PROBLEM:
Only the text belongs in the copy: repeat each record exactly, without pictures.

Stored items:
==================================================
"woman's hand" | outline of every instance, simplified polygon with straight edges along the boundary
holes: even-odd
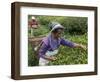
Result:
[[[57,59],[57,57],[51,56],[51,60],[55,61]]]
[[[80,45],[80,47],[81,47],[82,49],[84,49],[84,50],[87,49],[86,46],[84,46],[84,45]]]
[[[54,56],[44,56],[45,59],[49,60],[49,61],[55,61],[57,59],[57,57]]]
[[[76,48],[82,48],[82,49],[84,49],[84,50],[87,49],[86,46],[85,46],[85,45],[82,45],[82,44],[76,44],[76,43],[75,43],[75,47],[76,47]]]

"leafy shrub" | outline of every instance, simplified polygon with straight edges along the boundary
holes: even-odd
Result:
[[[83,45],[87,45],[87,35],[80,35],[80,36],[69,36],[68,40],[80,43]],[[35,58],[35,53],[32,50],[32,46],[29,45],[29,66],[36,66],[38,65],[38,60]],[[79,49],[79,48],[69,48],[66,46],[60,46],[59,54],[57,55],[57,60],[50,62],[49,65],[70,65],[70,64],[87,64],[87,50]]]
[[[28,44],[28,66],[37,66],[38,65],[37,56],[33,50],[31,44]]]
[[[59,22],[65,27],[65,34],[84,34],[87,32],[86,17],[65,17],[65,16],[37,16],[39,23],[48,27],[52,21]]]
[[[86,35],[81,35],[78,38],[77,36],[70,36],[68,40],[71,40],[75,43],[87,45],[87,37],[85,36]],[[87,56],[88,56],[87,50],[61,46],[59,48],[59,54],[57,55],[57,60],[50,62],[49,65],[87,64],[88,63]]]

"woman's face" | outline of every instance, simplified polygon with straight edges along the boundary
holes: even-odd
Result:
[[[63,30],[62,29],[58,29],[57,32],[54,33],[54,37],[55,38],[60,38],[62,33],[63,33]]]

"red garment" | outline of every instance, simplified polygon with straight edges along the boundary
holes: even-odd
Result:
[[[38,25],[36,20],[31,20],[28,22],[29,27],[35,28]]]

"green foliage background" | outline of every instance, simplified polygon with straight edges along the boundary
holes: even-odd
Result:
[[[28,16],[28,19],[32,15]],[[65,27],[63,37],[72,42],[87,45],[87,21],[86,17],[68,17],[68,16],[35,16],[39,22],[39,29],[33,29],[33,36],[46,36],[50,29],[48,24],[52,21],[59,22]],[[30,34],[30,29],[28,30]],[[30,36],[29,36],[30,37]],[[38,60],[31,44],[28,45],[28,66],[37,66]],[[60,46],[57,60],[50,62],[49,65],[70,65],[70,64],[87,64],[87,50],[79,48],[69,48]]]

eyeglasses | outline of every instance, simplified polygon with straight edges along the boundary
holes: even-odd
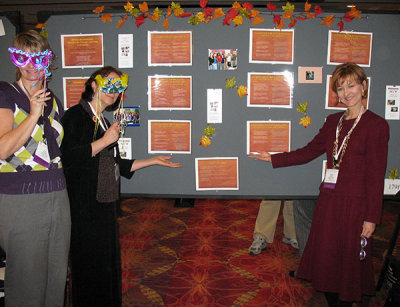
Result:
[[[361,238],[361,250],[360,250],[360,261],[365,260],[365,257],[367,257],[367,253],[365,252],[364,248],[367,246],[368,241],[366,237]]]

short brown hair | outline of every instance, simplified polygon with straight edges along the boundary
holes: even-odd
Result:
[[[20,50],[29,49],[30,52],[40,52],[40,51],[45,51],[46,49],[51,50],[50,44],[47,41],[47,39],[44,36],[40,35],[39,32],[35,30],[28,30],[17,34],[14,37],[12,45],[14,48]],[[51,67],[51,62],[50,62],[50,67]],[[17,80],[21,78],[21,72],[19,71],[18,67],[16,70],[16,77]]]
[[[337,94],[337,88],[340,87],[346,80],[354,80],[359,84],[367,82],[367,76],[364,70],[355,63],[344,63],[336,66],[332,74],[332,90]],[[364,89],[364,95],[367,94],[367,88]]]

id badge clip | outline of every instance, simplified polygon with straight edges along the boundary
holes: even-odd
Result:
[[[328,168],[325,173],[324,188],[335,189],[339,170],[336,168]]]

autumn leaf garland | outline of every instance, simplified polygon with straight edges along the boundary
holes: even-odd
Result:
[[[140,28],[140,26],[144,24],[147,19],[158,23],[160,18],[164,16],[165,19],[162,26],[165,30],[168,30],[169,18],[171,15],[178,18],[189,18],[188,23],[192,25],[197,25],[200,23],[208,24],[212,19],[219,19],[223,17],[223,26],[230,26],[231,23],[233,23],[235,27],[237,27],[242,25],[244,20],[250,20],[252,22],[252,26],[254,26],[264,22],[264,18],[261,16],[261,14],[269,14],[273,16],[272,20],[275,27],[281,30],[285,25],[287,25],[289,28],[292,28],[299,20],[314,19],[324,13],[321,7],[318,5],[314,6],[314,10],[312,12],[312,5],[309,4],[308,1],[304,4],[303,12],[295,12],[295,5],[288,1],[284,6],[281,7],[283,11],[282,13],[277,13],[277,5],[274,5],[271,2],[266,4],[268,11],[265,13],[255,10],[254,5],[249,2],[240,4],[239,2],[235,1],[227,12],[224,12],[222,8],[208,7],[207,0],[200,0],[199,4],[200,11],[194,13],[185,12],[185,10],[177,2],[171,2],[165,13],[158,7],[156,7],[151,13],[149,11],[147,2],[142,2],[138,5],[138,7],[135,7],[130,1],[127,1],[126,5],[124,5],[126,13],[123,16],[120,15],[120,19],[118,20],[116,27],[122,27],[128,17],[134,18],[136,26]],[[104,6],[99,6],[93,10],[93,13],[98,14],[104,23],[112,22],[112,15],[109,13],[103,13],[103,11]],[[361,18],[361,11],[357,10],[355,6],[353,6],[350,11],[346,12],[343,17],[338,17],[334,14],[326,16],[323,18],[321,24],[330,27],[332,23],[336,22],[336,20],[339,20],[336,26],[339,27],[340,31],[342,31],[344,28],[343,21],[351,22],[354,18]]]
==================================================
RESPONSE TO THIS TASK:
"woman's hand" | outline of every instance, simplified polygon with straight edges along the boundary
holes: even-odd
Result:
[[[57,59],[57,57],[51,56],[51,60],[55,61]]]
[[[80,45],[80,47],[81,47],[82,49],[84,49],[84,50],[87,49],[86,46],[84,46],[84,45]]]
[[[54,56],[44,56],[45,59],[49,60],[49,61],[55,61],[57,59],[57,57]]]
[[[76,48],[82,48],[82,49],[84,49],[84,50],[87,49],[86,46],[85,46],[85,45],[82,45],[82,44],[76,44],[76,43],[75,43],[75,47],[76,47]]]

"leafy shrub" | outline of every instance, simplified polygon with straight edges along the boundary
holes: even-odd
Result:
[[[83,45],[87,45],[87,35],[80,35],[80,36],[69,36],[68,40],[80,43]],[[35,58],[35,53],[32,50],[32,46],[29,45],[29,66],[36,66],[38,65],[38,60]],[[79,49],[79,48],[69,48],[66,46],[60,46],[59,54],[57,55],[57,60],[50,62],[49,65],[70,65],[70,64],[87,64],[87,50]]]
[[[28,44],[28,66],[37,66],[38,65],[37,56],[33,50],[31,44]]]
[[[59,22],[65,27],[65,34],[84,34],[87,32],[86,17],[65,17],[65,16],[37,16],[39,23],[48,27],[52,21]]]
[[[86,35],[81,35],[78,38],[77,36],[70,36],[68,40],[71,40],[75,43],[87,45],[87,37],[85,36]],[[87,56],[88,56],[87,50],[61,46],[59,48],[59,54],[57,55],[57,60],[50,62],[49,65],[87,64],[88,63]]]

"woman's face" | outline of every instance, simplified polygon with straight edges along the boundary
holes: even-odd
Result:
[[[63,30],[62,29],[58,29],[57,32],[54,33],[54,37],[55,38],[60,38],[62,33],[63,33]]]

"red garment" | outline of every instance, simplified polygon with straight edges along the boundary
holes: even-odd
Result:
[[[38,25],[36,20],[31,20],[28,22],[29,27],[35,28]]]

"green foliage background" | outline of every instance, simplified polygon with straight edges along the boundary
holes: even-odd
Result:
[[[28,16],[28,19],[32,15]],[[65,27],[63,37],[72,42],[87,45],[87,21],[86,17],[68,17],[68,16],[35,16],[39,22],[39,29],[33,29],[33,36],[46,36],[50,29],[48,24],[52,21],[59,22]],[[30,34],[30,29],[28,30]],[[30,36],[29,36],[30,37]],[[38,60],[31,44],[28,45],[28,66],[37,66]],[[60,46],[57,60],[50,62],[49,65],[70,65],[70,64],[87,64],[87,50],[79,48],[69,48]]]

eyeglasses | outline of every instance, simplified polygon with straight edges along the boundary
holes: even-odd
Result:
[[[361,238],[361,250],[360,250],[360,261],[365,260],[365,257],[367,257],[367,253],[365,252],[364,248],[367,246],[368,241],[366,237]]]

short brown hair | outline of every instance, simplified polygon with straight edges along the boundary
holes: even-odd
Result:
[[[20,50],[29,49],[30,52],[40,52],[40,51],[45,51],[46,49],[51,50],[50,44],[47,41],[47,39],[44,36],[40,35],[39,32],[35,30],[28,30],[17,34],[14,37],[12,45],[14,48]],[[51,67],[51,62],[50,62],[50,67]],[[17,80],[21,78],[21,72],[19,71],[18,67],[16,70],[16,77]]]
[[[337,94],[337,88],[340,87],[346,80],[354,80],[359,84],[367,82],[367,76],[364,70],[355,63],[344,63],[336,66],[332,74],[332,90]],[[364,89],[364,95],[367,94],[367,88]]]

id badge clip | outline of every instance, simplified polygon with straight edges along the boundary
holes: even-odd
Result:
[[[328,168],[325,173],[324,188],[335,189],[339,170],[336,168]]]

autumn leaf garland | outline of every instance, simplified polygon with straight edges along the boundary
holes: even-odd
Result:
[[[140,28],[140,26],[144,24],[147,19],[158,23],[160,18],[164,16],[165,19],[162,26],[165,30],[168,30],[169,18],[171,15],[178,18],[189,18],[188,23],[192,25],[197,25],[200,23],[208,24],[212,19],[219,19],[223,17],[223,26],[230,26],[231,23],[233,23],[235,27],[237,27],[242,25],[244,20],[250,20],[252,22],[252,26],[254,26],[264,22],[264,18],[261,16],[261,14],[269,14],[273,16],[272,20],[275,27],[281,30],[285,25],[287,25],[289,28],[292,28],[299,20],[314,19],[324,13],[321,7],[318,5],[314,6],[314,10],[312,12],[312,5],[309,4],[308,1],[304,4],[303,12],[295,12],[295,5],[288,1],[284,6],[281,7],[283,11],[282,13],[277,13],[277,5],[274,5],[271,2],[266,4],[268,11],[265,13],[255,10],[254,5],[249,2],[240,4],[239,2],[235,1],[227,12],[224,12],[222,8],[208,7],[207,0],[200,0],[199,4],[200,11],[194,13],[185,12],[185,10],[177,2],[171,2],[165,13],[158,7],[156,7],[151,13],[149,11],[147,2],[142,2],[138,5],[138,7],[135,7],[130,1],[127,1],[126,5],[124,5],[126,13],[123,16],[120,15],[120,19],[118,20],[116,27],[122,27],[128,17],[134,18],[136,26]],[[104,6],[99,6],[93,10],[93,13],[98,14],[104,23],[112,22],[112,15],[109,13],[103,13],[103,11]],[[361,18],[361,11],[357,10],[355,6],[353,6],[350,11],[346,12],[343,17],[338,17],[334,14],[326,16],[323,18],[321,24],[330,27],[332,23],[336,22],[336,20],[339,20],[336,26],[339,27],[340,31],[342,31],[344,28],[343,21],[351,22],[354,18]]]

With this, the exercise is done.